+++ Given data +++
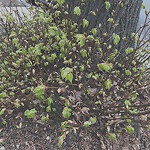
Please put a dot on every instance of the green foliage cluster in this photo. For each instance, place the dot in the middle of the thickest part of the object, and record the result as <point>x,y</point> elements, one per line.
<point>52,70</point>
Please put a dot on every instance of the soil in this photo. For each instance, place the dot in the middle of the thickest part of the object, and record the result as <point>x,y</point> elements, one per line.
<point>29,135</point>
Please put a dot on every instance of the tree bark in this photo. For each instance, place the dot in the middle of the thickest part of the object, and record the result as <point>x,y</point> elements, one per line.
<point>124,12</point>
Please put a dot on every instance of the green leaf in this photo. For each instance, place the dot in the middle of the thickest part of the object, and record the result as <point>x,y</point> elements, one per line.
<point>2,111</point>
<point>90,122</point>
<point>112,136</point>
<point>77,11</point>
<point>134,96</point>
<point>94,31</point>
<point>107,5</point>
<point>87,124</point>
<point>39,91</point>
<point>3,95</point>
<point>83,53</point>
<point>93,120</point>
<point>49,101</point>
<point>66,73</point>
<point>128,72</point>
<point>66,112</point>
<point>127,103</point>
<point>85,23</point>
<point>82,68</point>
<point>80,39</point>
<point>69,77</point>
<point>110,20</point>
<point>116,39</point>
<point>108,84</point>
<point>129,50</point>
<point>30,113</point>
<point>60,2</point>
<point>130,129</point>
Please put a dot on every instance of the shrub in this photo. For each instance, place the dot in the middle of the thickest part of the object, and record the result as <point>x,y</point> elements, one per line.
<point>49,69</point>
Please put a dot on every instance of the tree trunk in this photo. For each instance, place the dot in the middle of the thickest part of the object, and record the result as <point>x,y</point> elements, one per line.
<point>124,12</point>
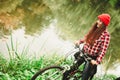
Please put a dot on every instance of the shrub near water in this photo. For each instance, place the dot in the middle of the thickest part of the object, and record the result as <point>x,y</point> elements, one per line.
<point>24,69</point>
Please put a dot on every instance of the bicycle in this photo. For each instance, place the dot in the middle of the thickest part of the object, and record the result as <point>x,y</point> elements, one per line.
<point>65,72</point>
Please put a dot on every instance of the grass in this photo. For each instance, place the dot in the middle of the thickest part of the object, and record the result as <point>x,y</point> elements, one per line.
<point>24,68</point>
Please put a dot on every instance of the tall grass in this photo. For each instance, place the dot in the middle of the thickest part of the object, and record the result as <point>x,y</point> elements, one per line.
<point>23,68</point>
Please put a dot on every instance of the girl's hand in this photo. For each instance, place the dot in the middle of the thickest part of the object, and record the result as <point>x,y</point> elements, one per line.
<point>77,43</point>
<point>94,62</point>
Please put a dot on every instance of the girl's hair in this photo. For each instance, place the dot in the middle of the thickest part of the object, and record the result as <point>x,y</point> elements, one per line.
<point>94,33</point>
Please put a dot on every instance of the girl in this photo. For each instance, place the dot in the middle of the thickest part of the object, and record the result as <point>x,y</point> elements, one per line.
<point>96,44</point>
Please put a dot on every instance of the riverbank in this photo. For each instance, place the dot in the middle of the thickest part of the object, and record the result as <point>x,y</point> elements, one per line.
<point>24,68</point>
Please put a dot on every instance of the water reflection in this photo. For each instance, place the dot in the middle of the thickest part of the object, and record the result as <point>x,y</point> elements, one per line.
<point>40,44</point>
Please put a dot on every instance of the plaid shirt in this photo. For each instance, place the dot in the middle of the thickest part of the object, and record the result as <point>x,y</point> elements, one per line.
<point>100,46</point>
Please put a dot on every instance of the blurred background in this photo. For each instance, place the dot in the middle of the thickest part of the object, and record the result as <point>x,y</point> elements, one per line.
<point>32,28</point>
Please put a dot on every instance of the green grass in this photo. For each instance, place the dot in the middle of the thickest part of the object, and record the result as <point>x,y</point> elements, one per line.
<point>23,69</point>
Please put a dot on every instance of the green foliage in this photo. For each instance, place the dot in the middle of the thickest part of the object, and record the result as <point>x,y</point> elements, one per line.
<point>24,68</point>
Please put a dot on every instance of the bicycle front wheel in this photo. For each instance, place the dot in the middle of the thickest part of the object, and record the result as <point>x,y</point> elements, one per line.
<point>49,73</point>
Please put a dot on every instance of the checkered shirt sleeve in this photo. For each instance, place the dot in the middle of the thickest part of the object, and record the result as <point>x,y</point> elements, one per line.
<point>104,48</point>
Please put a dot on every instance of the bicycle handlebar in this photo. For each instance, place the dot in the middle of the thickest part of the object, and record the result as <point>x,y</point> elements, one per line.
<point>82,54</point>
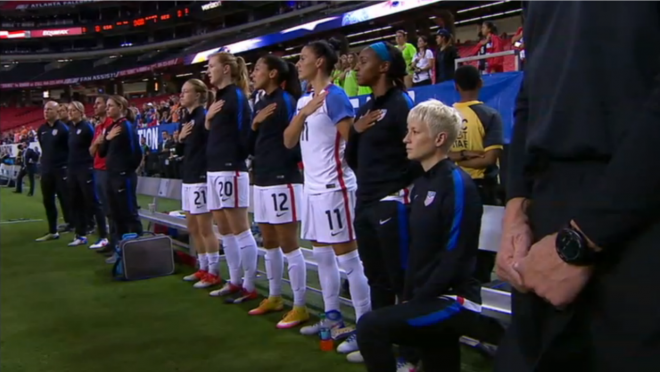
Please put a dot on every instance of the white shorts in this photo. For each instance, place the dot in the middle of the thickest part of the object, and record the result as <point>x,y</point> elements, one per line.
<point>277,204</point>
<point>194,198</point>
<point>328,217</point>
<point>228,190</point>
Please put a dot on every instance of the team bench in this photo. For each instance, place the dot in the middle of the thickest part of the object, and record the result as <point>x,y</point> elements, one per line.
<point>496,296</point>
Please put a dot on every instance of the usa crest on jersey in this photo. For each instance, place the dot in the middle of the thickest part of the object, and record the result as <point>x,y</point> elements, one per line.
<point>430,197</point>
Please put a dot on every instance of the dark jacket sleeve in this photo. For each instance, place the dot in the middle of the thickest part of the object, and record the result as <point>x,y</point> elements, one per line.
<point>105,145</point>
<point>518,183</point>
<point>460,247</point>
<point>626,199</point>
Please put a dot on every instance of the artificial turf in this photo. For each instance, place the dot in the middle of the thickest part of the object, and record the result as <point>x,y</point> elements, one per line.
<point>62,312</point>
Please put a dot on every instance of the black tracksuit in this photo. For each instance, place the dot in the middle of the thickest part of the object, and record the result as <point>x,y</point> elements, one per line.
<point>230,129</point>
<point>29,167</point>
<point>585,135</point>
<point>273,164</point>
<point>442,297</point>
<point>123,156</point>
<point>86,203</point>
<point>54,142</point>
<point>378,157</point>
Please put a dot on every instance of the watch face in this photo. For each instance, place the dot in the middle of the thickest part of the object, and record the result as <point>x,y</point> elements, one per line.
<point>570,245</point>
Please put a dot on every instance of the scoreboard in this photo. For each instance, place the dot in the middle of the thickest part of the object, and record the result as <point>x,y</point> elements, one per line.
<point>137,23</point>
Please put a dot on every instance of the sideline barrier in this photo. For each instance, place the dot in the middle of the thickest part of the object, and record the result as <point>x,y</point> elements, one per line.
<point>8,173</point>
<point>499,91</point>
<point>496,296</point>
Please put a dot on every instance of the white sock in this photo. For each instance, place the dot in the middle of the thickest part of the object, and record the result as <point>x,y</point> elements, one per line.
<point>230,246</point>
<point>203,261</point>
<point>297,276</point>
<point>249,254</point>
<point>328,276</point>
<point>275,271</point>
<point>213,260</point>
<point>357,282</point>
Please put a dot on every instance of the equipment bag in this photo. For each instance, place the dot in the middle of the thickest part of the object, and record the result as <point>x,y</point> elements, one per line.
<point>143,257</point>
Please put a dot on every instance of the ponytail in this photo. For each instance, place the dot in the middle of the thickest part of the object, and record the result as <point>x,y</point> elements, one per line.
<point>292,82</point>
<point>242,77</point>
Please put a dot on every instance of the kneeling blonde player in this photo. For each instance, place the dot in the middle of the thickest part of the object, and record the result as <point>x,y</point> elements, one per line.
<point>191,143</point>
<point>321,126</point>
<point>278,185</point>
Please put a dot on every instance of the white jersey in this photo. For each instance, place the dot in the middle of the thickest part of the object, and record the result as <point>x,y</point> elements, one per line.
<point>322,146</point>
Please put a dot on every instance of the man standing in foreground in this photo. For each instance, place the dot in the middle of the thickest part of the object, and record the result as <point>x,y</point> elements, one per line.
<point>53,139</point>
<point>581,229</point>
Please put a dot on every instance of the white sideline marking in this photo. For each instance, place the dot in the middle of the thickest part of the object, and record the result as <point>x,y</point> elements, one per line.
<point>18,221</point>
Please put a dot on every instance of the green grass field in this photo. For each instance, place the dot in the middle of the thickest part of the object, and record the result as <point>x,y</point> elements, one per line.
<point>61,312</point>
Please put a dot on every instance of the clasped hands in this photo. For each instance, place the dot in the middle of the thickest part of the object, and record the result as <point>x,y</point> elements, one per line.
<point>536,267</point>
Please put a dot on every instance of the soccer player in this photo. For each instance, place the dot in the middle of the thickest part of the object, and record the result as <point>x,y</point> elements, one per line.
<point>82,183</point>
<point>440,296</point>
<point>228,120</point>
<point>376,152</point>
<point>100,173</point>
<point>278,185</point>
<point>321,126</point>
<point>191,144</point>
<point>121,148</point>
<point>53,137</point>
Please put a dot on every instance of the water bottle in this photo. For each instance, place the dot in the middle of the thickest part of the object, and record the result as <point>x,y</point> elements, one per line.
<point>324,335</point>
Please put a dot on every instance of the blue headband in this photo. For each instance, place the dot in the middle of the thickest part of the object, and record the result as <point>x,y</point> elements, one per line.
<point>381,50</point>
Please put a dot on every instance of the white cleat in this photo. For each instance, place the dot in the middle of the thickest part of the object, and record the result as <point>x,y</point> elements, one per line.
<point>349,345</point>
<point>100,244</point>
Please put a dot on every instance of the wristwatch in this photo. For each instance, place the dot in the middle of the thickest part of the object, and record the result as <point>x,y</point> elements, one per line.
<point>572,247</point>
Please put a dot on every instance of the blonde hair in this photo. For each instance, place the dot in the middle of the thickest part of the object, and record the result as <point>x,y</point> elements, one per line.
<point>237,68</point>
<point>80,107</point>
<point>123,103</point>
<point>202,89</point>
<point>439,118</point>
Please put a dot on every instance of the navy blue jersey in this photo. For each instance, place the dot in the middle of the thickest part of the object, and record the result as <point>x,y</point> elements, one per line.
<point>445,223</point>
<point>193,147</point>
<point>80,139</point>
<point>273,164</point>
<point>229,132</point>
<point>122,153</point>
<point>378,155</point>
<point>54,142</point>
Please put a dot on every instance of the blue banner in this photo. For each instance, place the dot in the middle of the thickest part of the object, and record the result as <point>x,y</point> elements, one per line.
<point>499,92</point>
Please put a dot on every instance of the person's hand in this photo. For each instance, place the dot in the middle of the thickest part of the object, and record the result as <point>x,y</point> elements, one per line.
<point>113,133</point>
<point>214,109</point>
<point>263,114</point>
<point>544,272</point>
<point>473,154</point>
<point>515,243</point>
<point>99,139</point>
<point>186,129</point>
<point>313,104</point>
<point>367,121</point>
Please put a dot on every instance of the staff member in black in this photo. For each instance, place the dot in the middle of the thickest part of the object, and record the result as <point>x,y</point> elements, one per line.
<point>82,183</point>
<point>28,166</point>
<point>441,297</point>
<point>581,226</point>
<point>53,137</point>
<point>377,154</point>
<point>278,185</point>
<point>121,148</point>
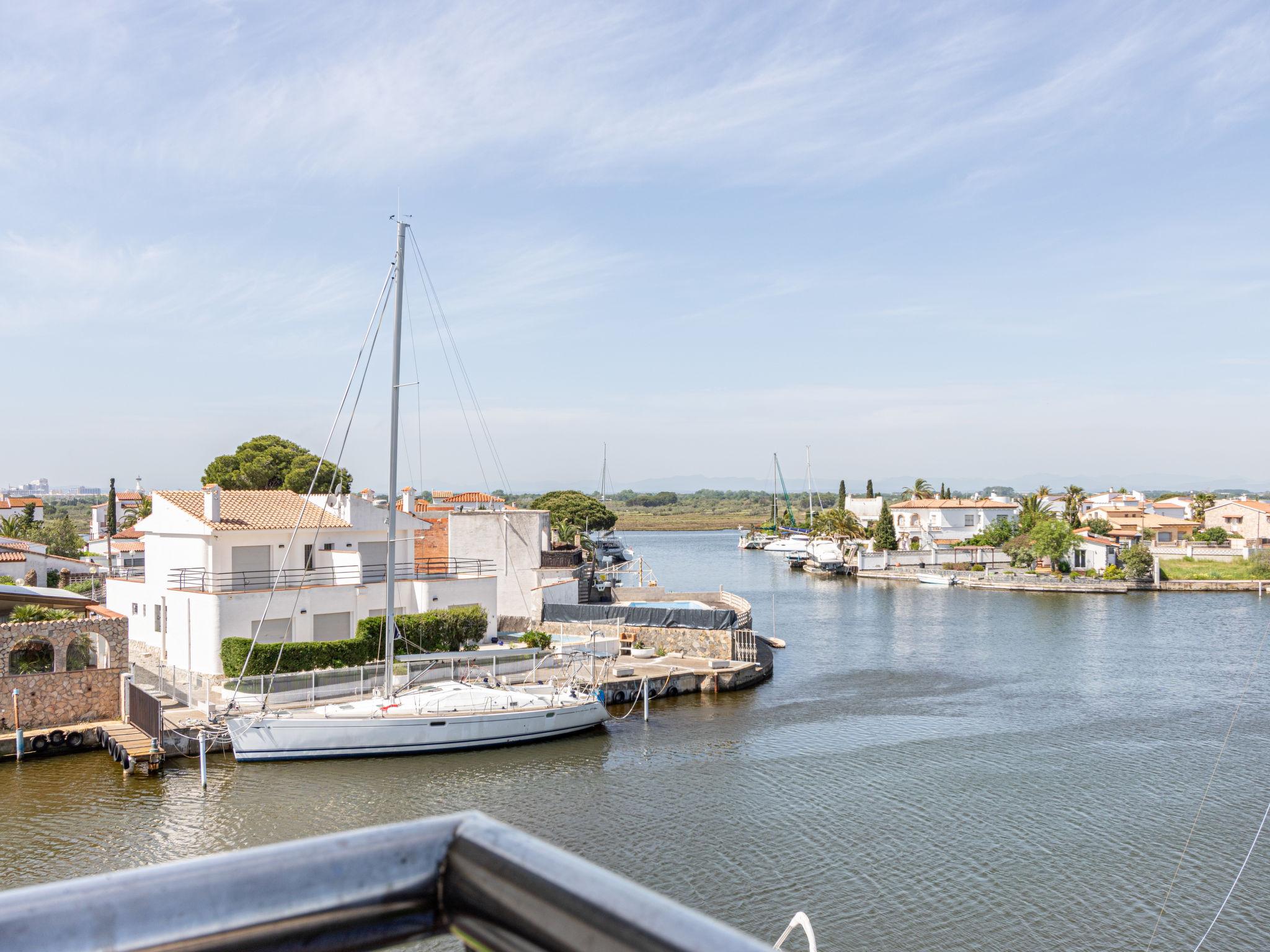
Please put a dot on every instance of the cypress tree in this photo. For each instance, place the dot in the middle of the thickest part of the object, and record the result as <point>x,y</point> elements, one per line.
<point>111,528</point>
<point>884,532</point>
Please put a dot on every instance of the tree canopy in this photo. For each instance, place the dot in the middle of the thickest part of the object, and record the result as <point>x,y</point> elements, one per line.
<point>575,509</point>
<point>273,462</point>
<point>884,531</point>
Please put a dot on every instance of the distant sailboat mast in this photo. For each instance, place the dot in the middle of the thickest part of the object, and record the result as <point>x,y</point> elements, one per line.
<point>390,588</point>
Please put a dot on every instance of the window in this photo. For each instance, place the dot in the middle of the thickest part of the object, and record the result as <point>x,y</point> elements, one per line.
<point>31,656</point>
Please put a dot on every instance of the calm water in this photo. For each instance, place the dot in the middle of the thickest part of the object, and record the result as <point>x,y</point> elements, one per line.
<point>930,770</point>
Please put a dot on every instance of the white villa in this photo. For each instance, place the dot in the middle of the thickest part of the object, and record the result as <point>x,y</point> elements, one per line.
<point>948,521</point>
<point>211,558</point>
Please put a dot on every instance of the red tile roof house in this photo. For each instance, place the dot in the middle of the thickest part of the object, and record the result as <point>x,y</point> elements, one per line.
<point>1250,518</point>
<point>211,558</point>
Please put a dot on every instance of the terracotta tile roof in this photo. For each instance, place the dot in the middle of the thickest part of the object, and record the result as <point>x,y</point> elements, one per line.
<point>1250,503</point>
<point>257,509</point>
<point>946,505</point>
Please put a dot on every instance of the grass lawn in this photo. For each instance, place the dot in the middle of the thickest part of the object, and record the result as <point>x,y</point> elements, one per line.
<point>1179,569</point>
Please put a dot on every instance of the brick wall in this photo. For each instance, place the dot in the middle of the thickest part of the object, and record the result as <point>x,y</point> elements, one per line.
<point>65,697</point>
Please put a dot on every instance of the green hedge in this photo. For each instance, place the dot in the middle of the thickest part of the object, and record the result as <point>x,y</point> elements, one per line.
<point>438,630</point>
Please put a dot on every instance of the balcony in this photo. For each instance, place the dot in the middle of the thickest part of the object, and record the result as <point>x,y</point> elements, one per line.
<point>265,579</point>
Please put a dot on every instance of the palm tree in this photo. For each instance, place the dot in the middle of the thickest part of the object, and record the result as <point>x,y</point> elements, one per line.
<point>141,512</point>
<point>1030,512</point>
<point>841,523</point>
<point>1073,496</point>
<point>921,489</point>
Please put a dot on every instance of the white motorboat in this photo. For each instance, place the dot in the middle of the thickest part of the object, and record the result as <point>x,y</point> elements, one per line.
<point>442,716</point>
<point>825,558</point>
<point>793,542</point>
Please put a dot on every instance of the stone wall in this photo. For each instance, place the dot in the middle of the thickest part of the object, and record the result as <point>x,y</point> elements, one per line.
<point>695,643</point>
<point>64,697</point>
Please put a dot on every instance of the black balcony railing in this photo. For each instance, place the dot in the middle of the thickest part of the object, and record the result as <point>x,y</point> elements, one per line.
<point>466,876</point>
<point>265,579</point>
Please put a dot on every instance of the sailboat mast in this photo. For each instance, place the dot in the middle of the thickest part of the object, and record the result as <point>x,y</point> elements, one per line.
<point>390,588</point>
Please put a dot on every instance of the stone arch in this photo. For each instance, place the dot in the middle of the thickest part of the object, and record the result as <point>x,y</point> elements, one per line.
<point>31,655</point>
<point>87,650</point>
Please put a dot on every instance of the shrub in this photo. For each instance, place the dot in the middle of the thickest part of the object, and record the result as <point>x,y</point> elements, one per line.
<point>438,630</point>
<point>536,639</point>
<point>1259,565</point>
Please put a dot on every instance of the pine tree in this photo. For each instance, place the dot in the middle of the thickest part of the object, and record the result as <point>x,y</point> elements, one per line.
<point>884,532</point>
<point>111,528</point>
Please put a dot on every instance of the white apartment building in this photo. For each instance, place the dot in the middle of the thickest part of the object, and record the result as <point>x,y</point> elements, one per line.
<point>943,521</point>
<point>211,558</point>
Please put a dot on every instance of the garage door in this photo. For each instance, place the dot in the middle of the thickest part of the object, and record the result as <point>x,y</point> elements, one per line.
<point>333,626</point>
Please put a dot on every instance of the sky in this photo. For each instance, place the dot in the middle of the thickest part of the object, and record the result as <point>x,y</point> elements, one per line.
<point>949,240</point>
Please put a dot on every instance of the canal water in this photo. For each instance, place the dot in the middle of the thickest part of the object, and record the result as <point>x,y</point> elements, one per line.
<point>930,770</point>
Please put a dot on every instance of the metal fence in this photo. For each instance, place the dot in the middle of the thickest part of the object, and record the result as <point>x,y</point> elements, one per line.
<point>145,711</point>
<point>265,579</point>
<point>487,884</point>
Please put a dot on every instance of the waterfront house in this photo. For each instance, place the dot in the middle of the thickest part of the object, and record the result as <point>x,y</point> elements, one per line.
<point>530,571</point>
<point>1249,518</point>
<point>1094,551</point>
<point>213,557</point>
<point>934,522</point>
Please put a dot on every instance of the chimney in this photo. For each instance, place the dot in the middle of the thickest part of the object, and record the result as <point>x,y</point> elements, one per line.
<point>213,503</point>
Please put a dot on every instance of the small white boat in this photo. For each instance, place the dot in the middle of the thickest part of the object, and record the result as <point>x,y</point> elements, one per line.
<point>794,542</point>
<point>825,558</point>
<point>443,716</point>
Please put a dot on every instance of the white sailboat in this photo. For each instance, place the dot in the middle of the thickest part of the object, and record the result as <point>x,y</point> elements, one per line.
<point>440,716</point>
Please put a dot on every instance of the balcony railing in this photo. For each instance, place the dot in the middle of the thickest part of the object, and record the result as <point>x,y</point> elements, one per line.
<point>468,876</point>
<point>265,579</point>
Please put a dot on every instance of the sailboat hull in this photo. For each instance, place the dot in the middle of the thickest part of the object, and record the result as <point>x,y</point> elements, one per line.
<point>304,736</point>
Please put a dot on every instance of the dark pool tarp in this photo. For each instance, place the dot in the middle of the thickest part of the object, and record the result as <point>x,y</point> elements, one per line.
<point>671,617</point>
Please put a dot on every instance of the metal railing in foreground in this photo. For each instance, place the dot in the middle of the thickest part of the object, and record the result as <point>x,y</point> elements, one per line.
<point>468,875</point>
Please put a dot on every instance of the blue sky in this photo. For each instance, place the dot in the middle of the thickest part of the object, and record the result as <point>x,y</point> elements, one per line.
<point>953,240</point>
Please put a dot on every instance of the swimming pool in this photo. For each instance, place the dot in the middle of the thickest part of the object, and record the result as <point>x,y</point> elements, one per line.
<point>668,604</point>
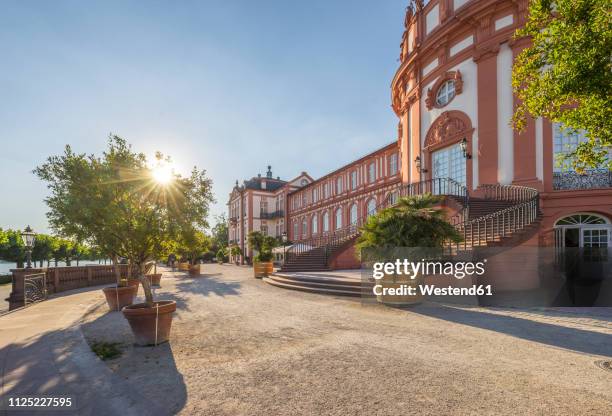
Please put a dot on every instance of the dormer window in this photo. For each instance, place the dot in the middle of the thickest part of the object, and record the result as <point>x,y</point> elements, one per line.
<point>445,93</point>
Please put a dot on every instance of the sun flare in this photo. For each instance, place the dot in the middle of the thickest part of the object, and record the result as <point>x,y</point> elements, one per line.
<point>162,174</point>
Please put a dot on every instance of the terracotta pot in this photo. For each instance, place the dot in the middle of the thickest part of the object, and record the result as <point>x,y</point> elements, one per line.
<point>154,279</point>
<point>401,284</point>
<point>150,325</point>
<point>263,268</point>
<point>118,297</point>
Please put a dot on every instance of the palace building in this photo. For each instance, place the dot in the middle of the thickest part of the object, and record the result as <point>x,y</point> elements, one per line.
<point>453,97</point>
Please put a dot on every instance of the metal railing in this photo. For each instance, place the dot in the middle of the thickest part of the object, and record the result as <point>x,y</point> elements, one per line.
<point>271,215</point>
<point>593,178</point>
<point>325,244</point>
<point>34,288</point>
<point>493,227</point>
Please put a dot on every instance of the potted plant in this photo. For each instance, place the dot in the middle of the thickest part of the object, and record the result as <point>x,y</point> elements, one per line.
+++
**What the exercise asks:** Lay out the material from its start through the line holding "<point>29,135</point>", both ends included, as a Markdown table with a Row column numbering each line and a Line column giving the line itself. Skip blank lines and leave out the pictures.

**Solution:**
| Row | Line |
|---|---|
| 1 | Please put a dot on every instance of the green foliage cluster in this photo. For each instance, place the dot in the middle of the thickest part of the object, and record the result as <point>x,y</point> elements, one per line. |
| 2 | <point>52,70</point> |
| 3 | Please put a dot on every instance of the soil in this photo. For each instance, place the dot in the middle of the thickest part of the object, and record the result as <point>x,y</point> elements, one per line. |
| 4 | <point>29,135</point> |